- Work to be completed:
Pick out each line of the entries below that contains the word "mountain", and copy every such line in full.

(Entries taken from a collection)

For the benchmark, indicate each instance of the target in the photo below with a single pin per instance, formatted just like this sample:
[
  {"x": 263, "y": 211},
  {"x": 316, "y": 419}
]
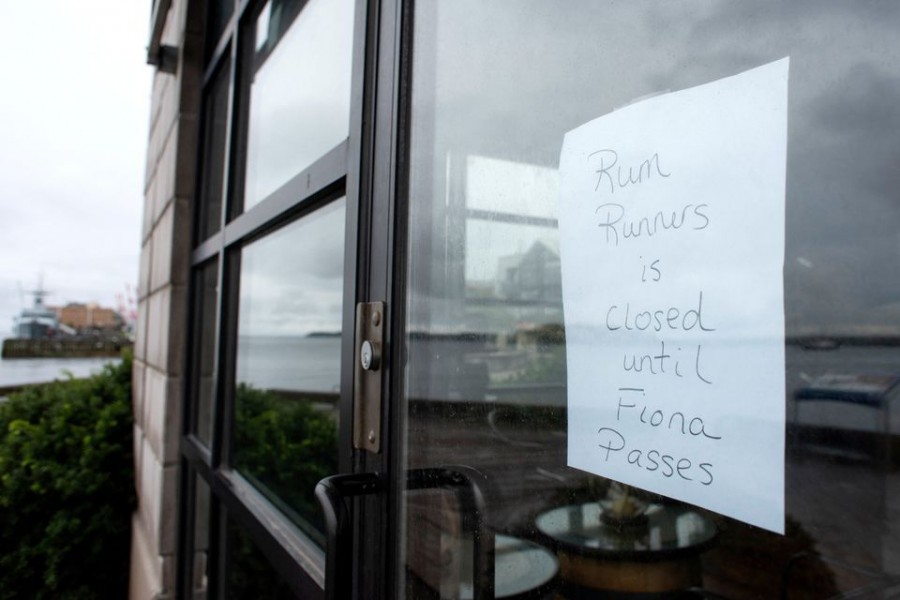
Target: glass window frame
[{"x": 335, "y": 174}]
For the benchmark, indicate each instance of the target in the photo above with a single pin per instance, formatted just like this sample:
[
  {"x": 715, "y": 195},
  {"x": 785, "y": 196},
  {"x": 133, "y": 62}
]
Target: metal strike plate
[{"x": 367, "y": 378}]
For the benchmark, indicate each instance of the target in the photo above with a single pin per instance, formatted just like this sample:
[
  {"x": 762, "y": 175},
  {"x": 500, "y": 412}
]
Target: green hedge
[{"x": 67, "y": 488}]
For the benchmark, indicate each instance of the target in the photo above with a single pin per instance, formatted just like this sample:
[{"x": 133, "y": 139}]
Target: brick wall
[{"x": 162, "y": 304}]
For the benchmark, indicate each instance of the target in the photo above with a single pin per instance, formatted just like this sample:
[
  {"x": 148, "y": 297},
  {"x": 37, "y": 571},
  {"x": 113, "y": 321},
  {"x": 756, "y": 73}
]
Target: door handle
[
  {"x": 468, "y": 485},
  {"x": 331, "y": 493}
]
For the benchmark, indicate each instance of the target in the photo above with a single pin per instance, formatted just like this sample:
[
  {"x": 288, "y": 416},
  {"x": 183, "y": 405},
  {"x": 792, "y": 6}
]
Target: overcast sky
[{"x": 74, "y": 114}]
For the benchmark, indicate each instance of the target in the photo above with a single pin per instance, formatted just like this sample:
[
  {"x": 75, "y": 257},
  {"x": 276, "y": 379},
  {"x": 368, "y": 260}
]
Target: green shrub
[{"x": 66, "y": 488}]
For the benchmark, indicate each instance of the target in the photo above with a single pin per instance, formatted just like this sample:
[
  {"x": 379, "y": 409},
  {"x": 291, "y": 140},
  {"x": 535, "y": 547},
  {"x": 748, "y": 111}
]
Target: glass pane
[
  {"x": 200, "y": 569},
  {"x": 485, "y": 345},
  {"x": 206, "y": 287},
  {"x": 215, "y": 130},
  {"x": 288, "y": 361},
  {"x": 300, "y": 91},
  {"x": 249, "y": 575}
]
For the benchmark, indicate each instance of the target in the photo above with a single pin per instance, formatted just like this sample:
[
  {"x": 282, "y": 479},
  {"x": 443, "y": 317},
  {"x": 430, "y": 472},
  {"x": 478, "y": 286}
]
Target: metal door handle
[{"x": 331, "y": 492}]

* * *

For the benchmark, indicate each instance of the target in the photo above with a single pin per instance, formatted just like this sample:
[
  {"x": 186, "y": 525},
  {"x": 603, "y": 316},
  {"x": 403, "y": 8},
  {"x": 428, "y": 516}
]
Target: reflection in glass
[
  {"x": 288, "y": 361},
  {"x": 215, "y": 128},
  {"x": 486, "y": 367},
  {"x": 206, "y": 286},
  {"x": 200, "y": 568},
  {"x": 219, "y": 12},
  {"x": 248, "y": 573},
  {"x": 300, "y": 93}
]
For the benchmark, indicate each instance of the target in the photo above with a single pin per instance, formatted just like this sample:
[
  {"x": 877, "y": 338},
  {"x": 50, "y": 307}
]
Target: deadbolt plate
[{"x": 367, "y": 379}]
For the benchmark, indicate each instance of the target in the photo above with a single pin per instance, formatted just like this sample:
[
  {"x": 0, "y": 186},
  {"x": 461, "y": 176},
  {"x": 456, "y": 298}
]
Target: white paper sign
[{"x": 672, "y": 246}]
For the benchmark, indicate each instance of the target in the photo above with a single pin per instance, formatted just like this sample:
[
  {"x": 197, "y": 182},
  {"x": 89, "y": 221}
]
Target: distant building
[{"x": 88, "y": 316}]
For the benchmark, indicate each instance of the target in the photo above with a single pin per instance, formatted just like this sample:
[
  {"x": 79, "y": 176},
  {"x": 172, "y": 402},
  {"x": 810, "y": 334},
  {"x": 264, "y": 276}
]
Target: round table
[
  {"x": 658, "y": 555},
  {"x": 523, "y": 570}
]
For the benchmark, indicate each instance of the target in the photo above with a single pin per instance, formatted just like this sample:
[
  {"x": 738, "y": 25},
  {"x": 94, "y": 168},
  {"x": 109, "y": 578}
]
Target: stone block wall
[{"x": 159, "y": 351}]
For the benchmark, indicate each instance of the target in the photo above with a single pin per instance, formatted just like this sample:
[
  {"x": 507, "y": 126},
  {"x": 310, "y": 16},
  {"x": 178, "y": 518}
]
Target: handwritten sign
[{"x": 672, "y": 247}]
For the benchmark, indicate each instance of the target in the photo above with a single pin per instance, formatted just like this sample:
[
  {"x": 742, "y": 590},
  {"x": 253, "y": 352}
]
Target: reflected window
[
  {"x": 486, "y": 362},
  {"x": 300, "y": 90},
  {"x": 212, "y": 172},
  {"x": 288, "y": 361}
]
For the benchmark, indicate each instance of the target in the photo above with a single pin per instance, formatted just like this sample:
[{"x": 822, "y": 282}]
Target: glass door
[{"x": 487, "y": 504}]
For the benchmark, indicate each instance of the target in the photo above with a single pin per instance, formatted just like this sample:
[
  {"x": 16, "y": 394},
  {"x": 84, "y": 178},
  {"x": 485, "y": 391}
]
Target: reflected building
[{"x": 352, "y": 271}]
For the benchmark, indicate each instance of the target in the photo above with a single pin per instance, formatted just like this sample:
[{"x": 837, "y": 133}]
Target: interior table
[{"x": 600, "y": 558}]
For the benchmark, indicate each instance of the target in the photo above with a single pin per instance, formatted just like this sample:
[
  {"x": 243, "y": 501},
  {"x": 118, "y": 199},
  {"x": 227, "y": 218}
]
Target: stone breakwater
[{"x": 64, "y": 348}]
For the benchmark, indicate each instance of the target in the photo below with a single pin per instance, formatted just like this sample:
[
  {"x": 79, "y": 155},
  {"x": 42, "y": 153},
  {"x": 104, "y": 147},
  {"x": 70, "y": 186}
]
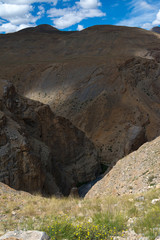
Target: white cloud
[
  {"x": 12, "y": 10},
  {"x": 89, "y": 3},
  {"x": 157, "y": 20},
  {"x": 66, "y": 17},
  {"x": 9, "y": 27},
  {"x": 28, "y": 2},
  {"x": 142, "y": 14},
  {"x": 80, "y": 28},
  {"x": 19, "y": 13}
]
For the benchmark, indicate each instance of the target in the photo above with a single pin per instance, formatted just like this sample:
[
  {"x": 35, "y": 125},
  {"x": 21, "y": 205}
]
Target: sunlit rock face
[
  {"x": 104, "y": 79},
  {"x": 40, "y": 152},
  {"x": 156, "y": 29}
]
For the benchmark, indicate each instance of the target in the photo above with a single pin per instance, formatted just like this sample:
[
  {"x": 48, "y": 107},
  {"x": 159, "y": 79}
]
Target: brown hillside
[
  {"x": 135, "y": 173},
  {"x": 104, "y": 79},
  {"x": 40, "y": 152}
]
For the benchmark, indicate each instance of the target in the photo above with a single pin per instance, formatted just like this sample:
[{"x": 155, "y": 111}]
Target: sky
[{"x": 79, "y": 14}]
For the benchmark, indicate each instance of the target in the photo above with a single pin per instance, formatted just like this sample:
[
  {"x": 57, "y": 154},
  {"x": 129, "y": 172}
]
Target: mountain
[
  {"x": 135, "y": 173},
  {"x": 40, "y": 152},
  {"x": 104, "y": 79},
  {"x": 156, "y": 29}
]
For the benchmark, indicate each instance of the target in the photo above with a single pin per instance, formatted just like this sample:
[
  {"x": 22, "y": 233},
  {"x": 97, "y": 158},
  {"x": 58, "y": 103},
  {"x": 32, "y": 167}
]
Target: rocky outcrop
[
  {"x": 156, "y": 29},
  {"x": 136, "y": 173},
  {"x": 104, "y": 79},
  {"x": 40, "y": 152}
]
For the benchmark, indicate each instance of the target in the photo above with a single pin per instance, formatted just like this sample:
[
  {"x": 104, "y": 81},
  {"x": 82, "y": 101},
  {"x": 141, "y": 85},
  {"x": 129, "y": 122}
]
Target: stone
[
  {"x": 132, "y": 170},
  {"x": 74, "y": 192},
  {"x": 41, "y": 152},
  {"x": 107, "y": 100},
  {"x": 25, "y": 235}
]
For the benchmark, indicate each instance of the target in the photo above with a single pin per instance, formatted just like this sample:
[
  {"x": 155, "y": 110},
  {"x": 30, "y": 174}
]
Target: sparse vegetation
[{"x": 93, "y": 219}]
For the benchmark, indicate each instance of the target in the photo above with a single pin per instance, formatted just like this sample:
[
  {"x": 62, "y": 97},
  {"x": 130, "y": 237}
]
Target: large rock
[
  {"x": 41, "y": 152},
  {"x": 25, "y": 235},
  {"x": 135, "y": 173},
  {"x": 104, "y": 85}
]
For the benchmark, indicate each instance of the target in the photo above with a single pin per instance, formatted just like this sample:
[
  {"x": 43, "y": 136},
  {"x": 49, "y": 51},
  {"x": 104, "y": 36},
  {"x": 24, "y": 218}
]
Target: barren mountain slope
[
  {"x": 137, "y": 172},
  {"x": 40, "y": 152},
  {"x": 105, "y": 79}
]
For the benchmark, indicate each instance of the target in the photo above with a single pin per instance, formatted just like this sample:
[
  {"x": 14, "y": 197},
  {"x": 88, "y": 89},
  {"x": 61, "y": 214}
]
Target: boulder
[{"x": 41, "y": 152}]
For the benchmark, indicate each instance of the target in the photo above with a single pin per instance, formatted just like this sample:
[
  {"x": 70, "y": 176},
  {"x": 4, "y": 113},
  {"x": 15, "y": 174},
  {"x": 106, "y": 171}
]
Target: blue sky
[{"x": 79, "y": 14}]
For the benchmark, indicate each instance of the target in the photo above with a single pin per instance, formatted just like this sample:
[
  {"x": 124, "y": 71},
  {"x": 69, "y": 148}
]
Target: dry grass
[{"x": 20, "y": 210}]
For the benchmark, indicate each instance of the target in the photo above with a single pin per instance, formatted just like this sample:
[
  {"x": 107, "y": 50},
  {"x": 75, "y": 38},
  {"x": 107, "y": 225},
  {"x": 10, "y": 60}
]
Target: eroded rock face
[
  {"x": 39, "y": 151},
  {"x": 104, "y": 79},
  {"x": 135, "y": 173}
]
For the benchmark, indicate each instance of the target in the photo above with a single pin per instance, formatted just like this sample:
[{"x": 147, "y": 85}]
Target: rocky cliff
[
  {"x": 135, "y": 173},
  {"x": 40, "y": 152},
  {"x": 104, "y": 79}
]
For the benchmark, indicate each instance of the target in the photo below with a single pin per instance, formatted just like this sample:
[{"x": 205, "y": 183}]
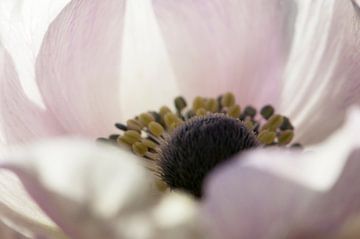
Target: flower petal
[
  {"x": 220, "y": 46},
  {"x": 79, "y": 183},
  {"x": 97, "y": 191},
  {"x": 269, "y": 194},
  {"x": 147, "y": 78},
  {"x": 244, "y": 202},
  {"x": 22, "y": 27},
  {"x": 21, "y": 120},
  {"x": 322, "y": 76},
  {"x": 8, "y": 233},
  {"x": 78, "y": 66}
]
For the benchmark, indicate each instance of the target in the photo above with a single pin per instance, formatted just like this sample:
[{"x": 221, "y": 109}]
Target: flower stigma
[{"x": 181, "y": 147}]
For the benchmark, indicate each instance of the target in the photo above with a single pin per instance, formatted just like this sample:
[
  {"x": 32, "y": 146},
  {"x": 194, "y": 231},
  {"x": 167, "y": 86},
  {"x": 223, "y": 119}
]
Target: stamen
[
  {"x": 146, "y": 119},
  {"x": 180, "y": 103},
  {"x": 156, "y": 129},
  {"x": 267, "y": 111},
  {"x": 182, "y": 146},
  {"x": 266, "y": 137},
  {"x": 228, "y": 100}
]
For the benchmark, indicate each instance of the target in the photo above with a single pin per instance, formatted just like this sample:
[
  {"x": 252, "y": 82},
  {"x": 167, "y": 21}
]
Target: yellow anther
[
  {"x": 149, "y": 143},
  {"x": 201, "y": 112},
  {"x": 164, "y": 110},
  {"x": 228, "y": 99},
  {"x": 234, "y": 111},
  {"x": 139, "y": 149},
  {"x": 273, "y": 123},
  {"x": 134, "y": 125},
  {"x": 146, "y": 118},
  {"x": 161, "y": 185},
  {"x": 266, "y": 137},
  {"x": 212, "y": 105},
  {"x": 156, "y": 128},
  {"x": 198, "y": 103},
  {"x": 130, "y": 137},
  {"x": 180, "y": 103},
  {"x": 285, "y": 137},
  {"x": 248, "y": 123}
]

==

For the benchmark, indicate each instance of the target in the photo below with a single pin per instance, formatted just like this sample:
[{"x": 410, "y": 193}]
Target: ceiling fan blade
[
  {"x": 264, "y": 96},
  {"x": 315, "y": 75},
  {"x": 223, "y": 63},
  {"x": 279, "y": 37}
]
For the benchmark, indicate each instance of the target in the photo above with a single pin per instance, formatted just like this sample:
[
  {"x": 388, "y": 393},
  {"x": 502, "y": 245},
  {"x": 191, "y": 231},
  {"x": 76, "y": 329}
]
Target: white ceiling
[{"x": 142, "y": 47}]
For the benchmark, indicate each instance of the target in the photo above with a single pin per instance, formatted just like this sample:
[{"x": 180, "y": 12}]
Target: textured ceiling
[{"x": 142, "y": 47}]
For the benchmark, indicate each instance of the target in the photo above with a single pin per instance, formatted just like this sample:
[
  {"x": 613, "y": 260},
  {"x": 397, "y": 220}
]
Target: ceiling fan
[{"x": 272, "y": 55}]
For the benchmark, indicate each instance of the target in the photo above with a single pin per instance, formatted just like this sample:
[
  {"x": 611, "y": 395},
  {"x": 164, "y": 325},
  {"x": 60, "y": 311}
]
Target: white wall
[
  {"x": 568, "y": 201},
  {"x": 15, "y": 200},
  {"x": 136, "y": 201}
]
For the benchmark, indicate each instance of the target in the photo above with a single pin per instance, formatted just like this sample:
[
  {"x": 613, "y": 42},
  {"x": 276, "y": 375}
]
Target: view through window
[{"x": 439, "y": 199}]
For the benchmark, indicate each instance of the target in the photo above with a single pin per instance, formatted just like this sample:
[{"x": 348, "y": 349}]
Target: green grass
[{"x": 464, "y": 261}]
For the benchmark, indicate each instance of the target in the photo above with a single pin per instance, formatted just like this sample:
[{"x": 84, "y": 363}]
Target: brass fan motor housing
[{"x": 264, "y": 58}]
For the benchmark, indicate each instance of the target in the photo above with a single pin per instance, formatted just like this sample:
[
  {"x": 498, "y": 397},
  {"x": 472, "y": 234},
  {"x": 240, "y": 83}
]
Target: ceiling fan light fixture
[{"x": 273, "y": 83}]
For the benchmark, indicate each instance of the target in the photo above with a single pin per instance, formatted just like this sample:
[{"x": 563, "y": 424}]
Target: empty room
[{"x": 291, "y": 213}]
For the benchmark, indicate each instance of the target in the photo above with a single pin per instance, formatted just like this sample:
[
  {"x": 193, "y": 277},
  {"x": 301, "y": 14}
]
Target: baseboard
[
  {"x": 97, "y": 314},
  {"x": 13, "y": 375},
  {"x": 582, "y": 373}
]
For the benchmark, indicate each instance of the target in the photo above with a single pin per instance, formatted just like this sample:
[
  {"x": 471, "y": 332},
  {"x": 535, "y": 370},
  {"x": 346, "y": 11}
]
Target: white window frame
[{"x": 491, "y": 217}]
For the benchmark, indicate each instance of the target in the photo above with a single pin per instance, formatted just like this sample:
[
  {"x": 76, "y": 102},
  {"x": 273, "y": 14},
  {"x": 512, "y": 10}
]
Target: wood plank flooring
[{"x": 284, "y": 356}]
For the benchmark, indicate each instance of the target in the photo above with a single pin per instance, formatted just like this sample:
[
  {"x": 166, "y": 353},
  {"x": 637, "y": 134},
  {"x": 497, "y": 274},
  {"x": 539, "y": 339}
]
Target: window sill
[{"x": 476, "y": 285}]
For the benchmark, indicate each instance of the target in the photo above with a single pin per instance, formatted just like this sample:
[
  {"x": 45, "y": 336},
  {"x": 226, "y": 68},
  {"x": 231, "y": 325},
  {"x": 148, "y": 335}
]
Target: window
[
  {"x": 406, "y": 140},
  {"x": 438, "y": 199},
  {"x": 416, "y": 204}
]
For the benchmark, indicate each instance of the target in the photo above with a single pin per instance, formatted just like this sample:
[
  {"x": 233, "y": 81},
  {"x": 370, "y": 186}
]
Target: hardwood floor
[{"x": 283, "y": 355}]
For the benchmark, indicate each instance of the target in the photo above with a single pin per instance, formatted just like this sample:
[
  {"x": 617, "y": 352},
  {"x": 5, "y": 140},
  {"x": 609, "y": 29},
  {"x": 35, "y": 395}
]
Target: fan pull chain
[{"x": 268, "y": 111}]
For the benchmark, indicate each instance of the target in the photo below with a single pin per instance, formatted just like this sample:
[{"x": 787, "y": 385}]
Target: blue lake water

- Expected answer:
Target: mountain
Target: barren mountain slope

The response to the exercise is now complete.